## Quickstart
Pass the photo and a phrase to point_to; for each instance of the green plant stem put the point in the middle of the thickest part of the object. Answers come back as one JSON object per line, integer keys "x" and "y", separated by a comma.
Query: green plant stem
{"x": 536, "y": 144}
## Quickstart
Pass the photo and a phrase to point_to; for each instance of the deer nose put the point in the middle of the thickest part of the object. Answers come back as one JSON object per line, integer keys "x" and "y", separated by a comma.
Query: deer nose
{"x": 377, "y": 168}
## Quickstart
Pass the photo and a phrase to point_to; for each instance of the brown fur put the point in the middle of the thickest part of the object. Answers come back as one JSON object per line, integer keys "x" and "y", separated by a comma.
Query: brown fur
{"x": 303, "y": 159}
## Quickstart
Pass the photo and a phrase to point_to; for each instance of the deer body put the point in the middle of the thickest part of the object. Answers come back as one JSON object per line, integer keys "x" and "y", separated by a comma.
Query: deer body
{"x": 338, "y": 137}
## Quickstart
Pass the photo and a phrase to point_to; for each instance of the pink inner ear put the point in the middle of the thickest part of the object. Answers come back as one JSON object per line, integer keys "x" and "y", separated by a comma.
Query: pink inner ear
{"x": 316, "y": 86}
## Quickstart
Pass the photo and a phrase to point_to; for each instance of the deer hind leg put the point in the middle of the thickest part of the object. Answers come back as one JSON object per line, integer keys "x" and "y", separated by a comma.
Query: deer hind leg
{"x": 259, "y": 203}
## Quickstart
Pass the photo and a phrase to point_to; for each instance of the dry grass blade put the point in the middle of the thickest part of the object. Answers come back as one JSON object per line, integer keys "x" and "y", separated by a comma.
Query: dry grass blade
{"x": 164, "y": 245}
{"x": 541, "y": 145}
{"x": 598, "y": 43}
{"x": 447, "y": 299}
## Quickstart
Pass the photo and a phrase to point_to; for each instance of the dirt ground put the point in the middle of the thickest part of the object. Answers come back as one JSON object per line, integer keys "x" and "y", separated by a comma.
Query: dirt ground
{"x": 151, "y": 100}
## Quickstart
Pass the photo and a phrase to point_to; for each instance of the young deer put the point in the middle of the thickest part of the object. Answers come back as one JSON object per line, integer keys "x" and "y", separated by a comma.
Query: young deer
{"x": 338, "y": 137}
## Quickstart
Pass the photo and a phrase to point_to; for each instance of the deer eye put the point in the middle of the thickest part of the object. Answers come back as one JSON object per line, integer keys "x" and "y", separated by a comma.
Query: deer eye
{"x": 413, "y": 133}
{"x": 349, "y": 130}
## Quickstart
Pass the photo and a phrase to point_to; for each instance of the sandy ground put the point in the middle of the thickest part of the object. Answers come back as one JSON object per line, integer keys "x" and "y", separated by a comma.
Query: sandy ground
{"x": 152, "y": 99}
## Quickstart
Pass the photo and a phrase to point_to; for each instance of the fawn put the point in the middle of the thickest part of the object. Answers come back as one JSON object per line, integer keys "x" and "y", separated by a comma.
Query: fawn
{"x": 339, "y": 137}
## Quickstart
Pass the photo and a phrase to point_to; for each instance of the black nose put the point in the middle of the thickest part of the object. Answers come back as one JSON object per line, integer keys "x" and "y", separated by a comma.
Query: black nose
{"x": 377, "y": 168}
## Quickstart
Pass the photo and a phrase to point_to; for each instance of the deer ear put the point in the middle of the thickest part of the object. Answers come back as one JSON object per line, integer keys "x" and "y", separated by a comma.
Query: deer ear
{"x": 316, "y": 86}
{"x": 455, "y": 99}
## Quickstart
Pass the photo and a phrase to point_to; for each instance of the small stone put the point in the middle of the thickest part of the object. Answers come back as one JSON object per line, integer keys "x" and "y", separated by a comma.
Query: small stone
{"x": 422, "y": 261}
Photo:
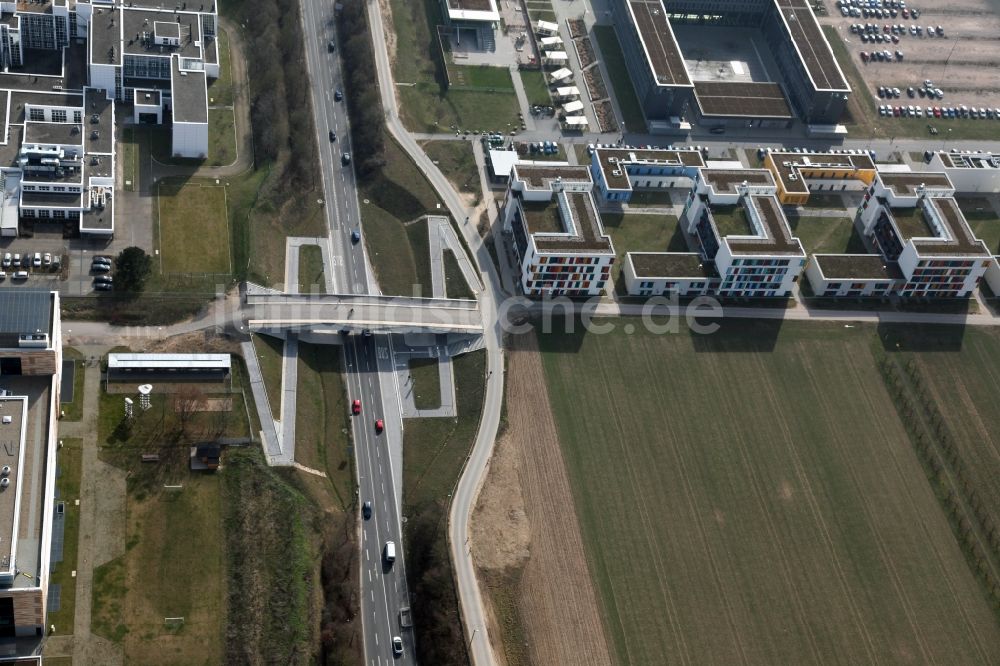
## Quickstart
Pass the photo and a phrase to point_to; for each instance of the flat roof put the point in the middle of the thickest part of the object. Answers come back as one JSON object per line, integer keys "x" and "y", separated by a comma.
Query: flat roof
{"x": 54, "y": 199}
{"x": 963, "y": 243}
{"x": 473, "y": 10}
{"x": 63, "y": 134}
{"x": 98, "y": 115}
{"x": 907, "y": 183}
{"x": 139, "y": 21}
{"x": 582, "y": 233}
{"x": 168, "y": 361}
{"x": 610, "y": 161}
{"x": 741, "y": 99}
{"x": 787, "y": 163}
{"x": 727, "y": 180}
{"x": 857, "y": 267}
{"x": 811, "y": 44}
{"x": 26, "y": 312}
{"x": 13, "y": 417}
{"x": 539, "y": 177}
{"x": 670, "y": 265}
{"x": 189, "y": 94}
{"x": 776, "y": 238}
{"x": 658, "y": 41}
{"x": 105, "y": 35}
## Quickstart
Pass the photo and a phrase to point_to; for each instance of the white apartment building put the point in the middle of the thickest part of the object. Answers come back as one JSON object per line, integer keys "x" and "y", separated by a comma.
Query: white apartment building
{"x": 926, "y": 248}
{"x": 556, "y": 232}
{"x": 162, "y": 54}
{"x": 745, "y": 247}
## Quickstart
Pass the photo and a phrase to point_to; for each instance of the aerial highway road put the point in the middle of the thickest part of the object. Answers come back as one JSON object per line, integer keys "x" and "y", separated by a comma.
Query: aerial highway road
{"x": 383, "y": 588}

++++++++++

__Problem description__: Find every line in the items above that contains the word "aerial", matching case exactly, and copy each of those lines.

__Solution for this problem__:
Pass the photo and a phrase to point_to; for each instance of the aerial highway road put the point in the middle of the thickest part of the object. Answers come back as one JSON object per line, integer keys "x" and "y", separated by a comma.
Query: aerial highway road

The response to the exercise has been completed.